Passage given:
Notwithstanding the foregoing, a Change in Control
shall not be deemed to occur solely because any Person (the "Subject Person")
acquired Beneficial Ownership of more than the permitted amount of the then
outstanding Common Stock or Voting Securities as a result of the acquisition of
Common Stock or Voting Securities by the Company which, by reducing the number
of shares of Common Stock or Voting Securities then outstanding, increases the
proportional number of shares Beneficially Owned by the Subject Persons,
provided, that if a Change in Control would occur (but for the operation of
this sentence) as a result of the acquisition of shares of Common Stock or
Voting Securities by the Company, and after such share acquisition by the
Company, the Subject Person becomes the Beneficial Owner of any additional
shares of Common Stock or Voting Securities which increases the percentage of
the then outstanding shares of Common Stock or Voting Securities Beneficially
Owned by the Subject Person, then a Change in Control shall occur.
(e) "Code" shall mean the Internal Revenue Code of 1986,
as amended.
(f) "Common Stock" shall mean the common stock of the
Company.
(g) "ERISA" shall mean the Employee Retirement Income
Security Act of 1974, as amended.
(h) "Good Reason" shall mean the occurrence, following a
Change in Control and without the Executive's express written consent, of any
of the following circumstances:
(i) the failure to elect, reelect or otherwise
maintain the Executive in any office or position, or substantially equivalent
office or position, that the Executive held immediately prior to the Change in
Control;
4
5
(ii) a significant adverse change in nature or
scope of the Executive's authorities, powers, functions or duties attached to
any office or position that the Executive held immediately prior to the Change
in Control, with the exception for a change inherent in the Company no longer
being a publicly owned corporation;
(iii) a reduction in the Executive's base pay as in
effect immediately prior to the Change in Control, or as increased from time to
time thereafter, or a failure following a Change in Control to increase the
Executive's base pay on a percentage basis equal to the average percentage
increase in base pay of all officers of the Company during the period since the
Executive's last increase in base pay;
(iv) a failure by the Company to (A) continue in
effect (without reduction in benefit level and/or reward opportunities) any
material compensation or employee benefit plan, program or practice in which
the Executive was participating immediately prior to the Change in Control,
including, but not limited to, any of the plans listed in Appendix A hereto,
unless a substitute or replacement plan has been implemented which provides
substantially identical compensation or benefits to the Executive or (B)

The exercise: Write out the contract passage word for word, from "acquired Beneficial Ownership" up to and including "Control shall occur.". You don't need the rows that come after this.

Data rows:
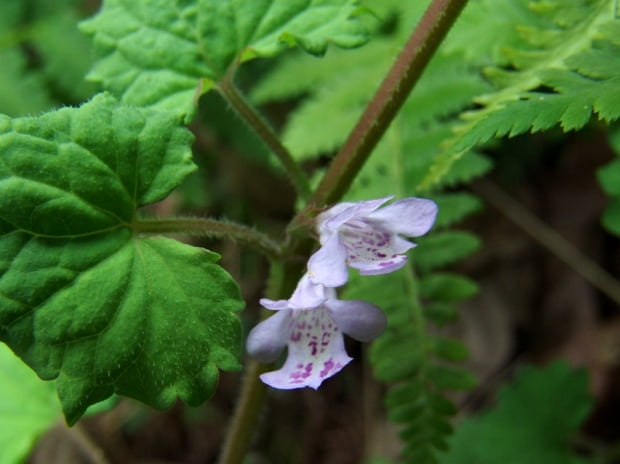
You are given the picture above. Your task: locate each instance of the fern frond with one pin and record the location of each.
(559, 64)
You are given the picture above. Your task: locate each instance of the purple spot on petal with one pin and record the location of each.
(327, 367)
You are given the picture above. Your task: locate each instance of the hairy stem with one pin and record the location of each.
(550, 239)
(249, 405)
(405, 72)
(210, 228)
(387, 101)
(247, 112)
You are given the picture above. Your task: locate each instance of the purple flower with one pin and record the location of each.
(311, 323)
(367, 238)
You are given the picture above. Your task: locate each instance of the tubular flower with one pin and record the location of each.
(311, 324)
(367, 238)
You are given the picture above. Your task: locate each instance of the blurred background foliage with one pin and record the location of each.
(483, 292)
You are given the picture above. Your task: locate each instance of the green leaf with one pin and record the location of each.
(85, 299)
(66, 54)
(555, 62)
(28, 407)
(532, 421)
(165, 53)
(21, 91)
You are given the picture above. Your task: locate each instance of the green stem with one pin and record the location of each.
(387, 101)
(210, 228)
(252, 394)
(423, 43)
(242, 427)
(247, 112)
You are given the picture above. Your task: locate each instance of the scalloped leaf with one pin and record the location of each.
(166, 53)
(28, 407)
(84, 299)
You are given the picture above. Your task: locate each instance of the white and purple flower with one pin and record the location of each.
(311, 324)
(367, 238)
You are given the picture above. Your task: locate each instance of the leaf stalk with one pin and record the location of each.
(210, 228)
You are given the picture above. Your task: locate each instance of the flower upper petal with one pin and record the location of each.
(385, 266)
(307, 295)
(411, 217)
(267, 340)
(359, 319)
(328, 265)
(361, 209)
(372, 249)
(315, 352)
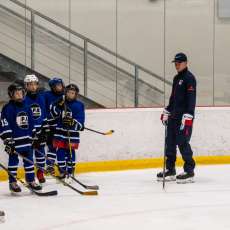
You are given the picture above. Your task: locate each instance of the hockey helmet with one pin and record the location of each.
(13, 88)
(30, 78)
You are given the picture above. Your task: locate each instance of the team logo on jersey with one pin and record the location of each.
(180, 82)
(36, 111)
(22, 120)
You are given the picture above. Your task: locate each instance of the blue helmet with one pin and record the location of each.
(54, 81)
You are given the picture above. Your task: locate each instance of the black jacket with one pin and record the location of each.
(183, 96)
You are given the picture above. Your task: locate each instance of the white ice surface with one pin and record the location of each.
(127, 200)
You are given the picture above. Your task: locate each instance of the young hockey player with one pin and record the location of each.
(70, 116)
(36, 101)
(56, 91)
(16, 131)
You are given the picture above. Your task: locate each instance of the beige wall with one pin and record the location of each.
(191, 26)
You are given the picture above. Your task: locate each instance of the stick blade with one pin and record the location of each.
(110, 132)
(90, 193)
(50, 193)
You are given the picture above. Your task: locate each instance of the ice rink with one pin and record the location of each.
(127, 200)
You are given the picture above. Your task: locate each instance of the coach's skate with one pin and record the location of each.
(2, 216)
(35, 186)
(40, 176)
(185, 178)
(14, 187)
(170, 175)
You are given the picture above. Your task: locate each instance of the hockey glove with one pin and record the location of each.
(187, 120)
(60, 103)
(165, 116)
(9, 146)
(68, 122)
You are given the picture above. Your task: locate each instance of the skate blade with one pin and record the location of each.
(15, 193)
(2, 218)
(185, 181)
(168, 178)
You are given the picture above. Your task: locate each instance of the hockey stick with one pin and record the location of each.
(50, 193)
(164, 163)
(90, 193)
(110, 132)
(93, 187)
(68, 134)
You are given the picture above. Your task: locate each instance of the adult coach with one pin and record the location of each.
(179, 116)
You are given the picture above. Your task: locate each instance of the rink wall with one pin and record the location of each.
(138, 139)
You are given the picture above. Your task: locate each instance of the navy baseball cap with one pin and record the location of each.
(180, 57)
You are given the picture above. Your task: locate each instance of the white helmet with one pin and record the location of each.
(30, 78)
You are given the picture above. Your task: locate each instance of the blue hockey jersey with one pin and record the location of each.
(50, 97)
(36, 102)
(38, 109)
(74, 109)
(17, 123)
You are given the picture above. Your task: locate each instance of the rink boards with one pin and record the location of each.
(138, 139)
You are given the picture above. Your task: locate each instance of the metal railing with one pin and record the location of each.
(88, 55)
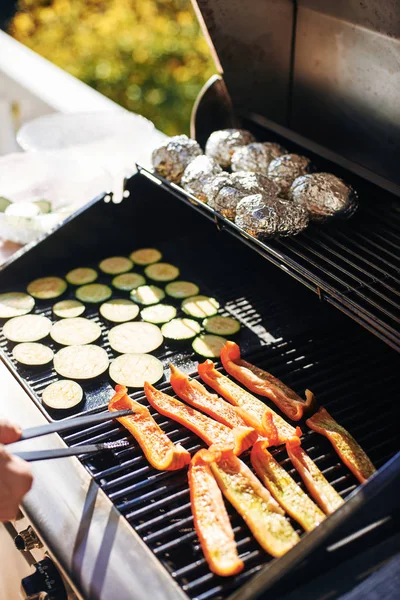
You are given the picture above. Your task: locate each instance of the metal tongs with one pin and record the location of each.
(65, 425)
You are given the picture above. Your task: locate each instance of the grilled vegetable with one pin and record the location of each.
(119, 310)
(319, 488)
(207, 429)
(182, 289)
(63, 394)
(211, 520)
(28, 328)
(15, 304)
(263, 383)
(261, 513)
(46, 288)
(344, 444)
(93, 293)
(145, 256)
(81, 362)
(161, 453)
(284, 489)
(81, 276)
(162, 272)
(200, 307)
(195, 394)
(180, 329)
(135, 338)
(133, 370)
(254, 412)
(32, 354)
(115, 265)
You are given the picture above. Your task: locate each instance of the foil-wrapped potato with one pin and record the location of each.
(171, 158)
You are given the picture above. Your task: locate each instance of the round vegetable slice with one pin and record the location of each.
(181, 329)
(158, 313)
(135, 338)
(15, 304)
(182, 289)
(133, 370)
(209, 346)
(146, 256)
(33, 354)
(75, 332)
(67, 309)
(147, 294)
(63, 394)
(81, 276)
(200, 307)
(162, 272)
(93, 293)
(119, 310)
(128, 281)
(46, 288)
(29, 328)
(115, 265)
(81, 362)
(221, 325)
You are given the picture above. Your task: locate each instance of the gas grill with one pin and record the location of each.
(290, 325)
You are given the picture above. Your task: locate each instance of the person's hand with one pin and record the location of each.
(15, 474)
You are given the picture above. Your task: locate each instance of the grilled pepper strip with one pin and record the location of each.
(207, 429)
(211, 520)
(253, 411)
(284, 489)
(263, 383)
(319, 488)
(253, 502)
(196, 395)
(344, 444)
(161, 453)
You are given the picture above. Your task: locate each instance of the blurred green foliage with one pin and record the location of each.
(147, 55)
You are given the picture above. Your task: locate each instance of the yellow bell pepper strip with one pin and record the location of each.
(253, 411)
(161, 453)
(240, 438)
(344, 444)
(211, 520)
(263, 383)
(284, 489)
(319, 488)
(195, 394)
(261, 513)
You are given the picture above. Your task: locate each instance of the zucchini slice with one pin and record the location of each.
(209, 346)
(29, 328)
(147, 295)
(75, 332)
(119, 310)
(67, 309)
(200, 307)
(93, 293)
(128, 281)
(115, 265)
(63, 394)
(162, 272)
(81, 362)
(181, 329)
(135, 338)
(32, 354)
(15, 304)
(158, 313)
(182, 289)
(145, 256)
(133, 370)
(46, 288)
(221, 325)
(81, 276)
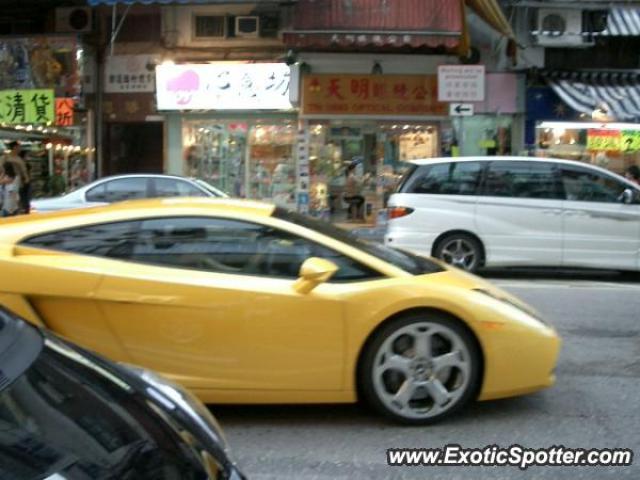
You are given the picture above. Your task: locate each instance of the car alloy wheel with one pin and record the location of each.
(420, 369)
(461, 251)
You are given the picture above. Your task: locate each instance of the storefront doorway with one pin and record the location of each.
(134, 148)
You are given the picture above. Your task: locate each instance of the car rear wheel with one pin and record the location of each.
(460, 250)
(421, 368)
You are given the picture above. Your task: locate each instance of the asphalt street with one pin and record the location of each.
(594, 404)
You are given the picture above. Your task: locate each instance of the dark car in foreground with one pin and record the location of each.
(66, 413)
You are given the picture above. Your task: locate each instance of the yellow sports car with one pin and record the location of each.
(244, 302)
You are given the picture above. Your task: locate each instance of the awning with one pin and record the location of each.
(618, 93)
(95, 3)
(377, 23)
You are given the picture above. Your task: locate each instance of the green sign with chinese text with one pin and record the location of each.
(27, 106)
(630, 140)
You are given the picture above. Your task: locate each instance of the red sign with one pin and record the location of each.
(64, 112)
(371, 95)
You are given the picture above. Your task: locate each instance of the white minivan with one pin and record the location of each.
(516, 211)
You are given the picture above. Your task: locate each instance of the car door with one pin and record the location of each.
(599, 229)
(118, 190)
(175, 187)
(519, 214)
(210, 302)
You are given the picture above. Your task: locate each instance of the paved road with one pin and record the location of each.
(596, 403)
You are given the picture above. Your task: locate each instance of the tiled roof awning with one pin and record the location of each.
(378, 23)
(616, 92)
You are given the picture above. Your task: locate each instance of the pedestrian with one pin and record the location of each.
(20, 168)
(10, 182)
(633, 174)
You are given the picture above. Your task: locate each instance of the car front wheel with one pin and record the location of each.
(419, 369)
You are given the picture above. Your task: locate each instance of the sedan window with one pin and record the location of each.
(174, 187)
(119, 190)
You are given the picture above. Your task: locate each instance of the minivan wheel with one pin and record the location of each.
(420, 368)
(460, 250)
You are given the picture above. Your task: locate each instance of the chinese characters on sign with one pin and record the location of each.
(26, 106)
(371, 95)
(64, 112)
(604, 140)
(461, 83)
(129, 74)
(258, 86)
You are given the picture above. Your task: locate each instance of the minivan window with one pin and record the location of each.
(522, 179)
(584, 185)
(455, 178)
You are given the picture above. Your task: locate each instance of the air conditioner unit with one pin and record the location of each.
(561, 28)
(247, 26)
(73, 19)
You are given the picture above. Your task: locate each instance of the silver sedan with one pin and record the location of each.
(127, 187)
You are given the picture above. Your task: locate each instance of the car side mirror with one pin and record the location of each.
(627, 196)
(313, 272)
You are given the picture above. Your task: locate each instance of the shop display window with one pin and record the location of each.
(216, 152)
(245, 159)
(272, 167)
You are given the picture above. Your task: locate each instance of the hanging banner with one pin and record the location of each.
(371, 95)
(27, 106)
(604, 140)
(64, 112)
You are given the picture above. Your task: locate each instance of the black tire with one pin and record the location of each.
(469, 247)
(372, 355)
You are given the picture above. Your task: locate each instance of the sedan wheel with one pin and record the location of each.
(418, 370)
(462, 251)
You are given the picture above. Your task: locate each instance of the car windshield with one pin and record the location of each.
(406, 261)
(61, 418)
(210, 188)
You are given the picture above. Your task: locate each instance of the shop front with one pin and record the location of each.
(366, 126)
(232, 125)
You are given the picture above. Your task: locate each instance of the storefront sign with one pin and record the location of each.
(371, 95)
(461, 83)
(129, 74)
(630, 140)
(257, 86)
(64, 112)
(41, 62)
(604, 140)
(26, 106)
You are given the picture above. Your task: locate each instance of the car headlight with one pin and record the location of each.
(517, 305)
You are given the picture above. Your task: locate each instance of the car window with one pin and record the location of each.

Exercise answer:
acquired Beneficial Ownership of more than the permitted amount of the then
outstanding Common Stock or Voting Securities as a result of the acquisition of
Common Stock or Voting Securities by the Company which, by reducing the number
of shares of Common Stock or Voting Securities then outstanding, increases the
proportional number of shares Beneficially Owned by the Subject Persons,
provided, that if a Change in Control would occur (but for the operation of
this sentence) as a result of the acquisition of shares of Common Stock or
Voting Securities by the Company, and after such share acquisition by the
Company, the Subject Person becomes the Beneficial Owner of any additional
shares of Common Stock or Voting Securities which increases the percentage of
the then outstanding shares of Common Stock or Voting Securities Beneficially
Owned by the Subject Person, then a Change in Control shall occur.